◆ PROBLEM REQUIREMENTS: Extract the part of the material that opens with the line containing "mark the black" and closes with the final line of the material, and reproduce those lines without alteration.

◆ TASK MATERIAL:
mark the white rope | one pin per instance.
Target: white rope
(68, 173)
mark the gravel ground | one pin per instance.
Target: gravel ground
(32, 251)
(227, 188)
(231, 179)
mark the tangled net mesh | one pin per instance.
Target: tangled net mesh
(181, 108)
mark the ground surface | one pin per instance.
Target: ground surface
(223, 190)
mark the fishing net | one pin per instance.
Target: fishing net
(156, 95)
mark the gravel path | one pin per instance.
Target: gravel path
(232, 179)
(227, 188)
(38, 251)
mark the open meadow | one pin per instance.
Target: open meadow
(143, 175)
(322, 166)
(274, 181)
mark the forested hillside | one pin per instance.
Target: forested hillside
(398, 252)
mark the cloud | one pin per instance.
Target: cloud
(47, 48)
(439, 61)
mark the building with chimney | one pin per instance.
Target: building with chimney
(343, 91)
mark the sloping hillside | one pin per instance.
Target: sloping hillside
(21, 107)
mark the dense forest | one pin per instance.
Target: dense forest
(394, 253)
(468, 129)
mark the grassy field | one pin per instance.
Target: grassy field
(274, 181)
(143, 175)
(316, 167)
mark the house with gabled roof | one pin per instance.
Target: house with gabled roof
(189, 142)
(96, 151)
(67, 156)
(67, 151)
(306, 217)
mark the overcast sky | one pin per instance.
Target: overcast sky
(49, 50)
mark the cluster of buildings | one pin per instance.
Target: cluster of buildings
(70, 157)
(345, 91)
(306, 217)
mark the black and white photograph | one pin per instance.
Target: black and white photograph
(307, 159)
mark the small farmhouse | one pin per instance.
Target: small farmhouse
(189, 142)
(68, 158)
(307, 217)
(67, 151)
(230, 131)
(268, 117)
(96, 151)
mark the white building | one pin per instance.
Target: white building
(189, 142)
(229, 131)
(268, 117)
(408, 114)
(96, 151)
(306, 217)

◆ WRITTEN RESPONSE:
mark the black and white photograph | one pin per instance.
Target: black and white photograph
(307, 159)
mark the small farmhouse | one pin per instance.
Target: small farmhouse
(189, 142)
(68, 158)
(307, 217)
(67, 151)
(230, 131)
(268, 117)
(96, 151)
mark the white building | one pin per instance.
Target: white building
(189, 142)
(229, 131)
(268, 117)
(408, 114)
(96, 151)
(306, 217)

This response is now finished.